▶ _Exercise goal_
In the article below on survivorship bias in stock investing, repeat word for word the passage starting with "Thanks to survivorship" and going on through "that went nowhere.".

▶ _Article_
>> Start
It is normal to think that having a grain of truth at least in what is being said would be better than outright lies but you would be mistaken.
Why?
"Something that’s true but incomplete might be more dangerous than something that’s wrong, as a little truth is a fuel for a lot of overconfidence", said Morgan Housel.
That's why Storification misleads and you have to watch out for #survivorship bias.
At times it may be laziness at work with the mind looking for shortcuts and at others, a careful 'economical with the truth' decision, even by yourself.
We have all seen those statements in interviews, on social media etc.
If you or your ancestors had invested $1000 or 10,000 Rupees in, take your pick: Apple, Microsoft, Tesla, HDFC Bank, ITC, Hindustan Lever 20,30,40 years back or maybe Tata Elxsi, Deepak Nitrites etc, drum roll...this is how much you would be worth now.
Now there are several nuances to this.
One, in the real world, you would not have only bought what turned out to be blue chips in hindsight but may well have bought a whole lot of hot stocks of the season as this real-life example illustrates.
We've all heard stories of kids who became rich because their parents bought stocks, forgot about them and never sold them.
This is a real Indian 'parent's portfolio' which had remained untouched for about two decades. That included hot stocks of their time: DSQ, NEPC, Silverline, Apple Credit etc Worthless now!
Thanks to survivorship bias, by now you had all but forgotten all about the hot stocks of two decades ago.
Even if you didn't chase the flavour of the season, all these stocks were in Nifty 50 at some point: Satyam, Idea, Reliance Power, Reliance Capital, YES Bank, Cairn, Zee, Unitech, JP, Suzlon, Indiabulls Housing & many others that went nowhere.
A few decades back, your parents buying the blue chips of the day would have stocked up on the JK group, Thapar group, Mafatlal group shares plus the likes of Hindustan Motors, Premier Automobiles, etc.
No one then thought they were headed to oblivion.
There is yet another nuance: even stocks that are the poster boys for great compounding had long periods of going nowhere in life.
Hindustan Unilever did practically nothing from about 1999 to 2010. Bata had zero returns for 15 long years - to give only 2 examples.
Then there's is the data for Apple.
>> End
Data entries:
>> Start
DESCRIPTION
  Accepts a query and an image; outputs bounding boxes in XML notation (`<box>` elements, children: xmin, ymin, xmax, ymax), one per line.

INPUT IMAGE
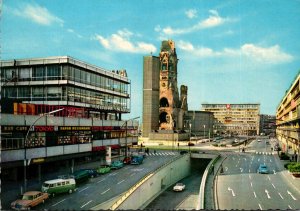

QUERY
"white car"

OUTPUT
<box><xmin>173</xmin><ymin>183</ymin><xmax>185</xmax><ymax>191</ymax></box>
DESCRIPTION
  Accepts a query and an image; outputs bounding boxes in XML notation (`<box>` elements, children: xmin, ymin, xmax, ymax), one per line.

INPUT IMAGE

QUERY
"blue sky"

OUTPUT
<box><xmin>0</xmin><ymin>0</ymin><xmax>300</xmax><ymax>118</ymax></box>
>> End
▶ _Problem solution_
Thanks to survivorship bias, by now you had all but forgotten all about the hot stocks of two decades ago.
Even if you didn't chase the flavour of the season, all these stocks were in Nifty 50 at some point: Satyam, Idea, Reliance Power, Reliance Capital, YES Bank, Cairn, Zee, Unitech, JP, Suzlon, Indiabulls Housing & many others that went nowhere.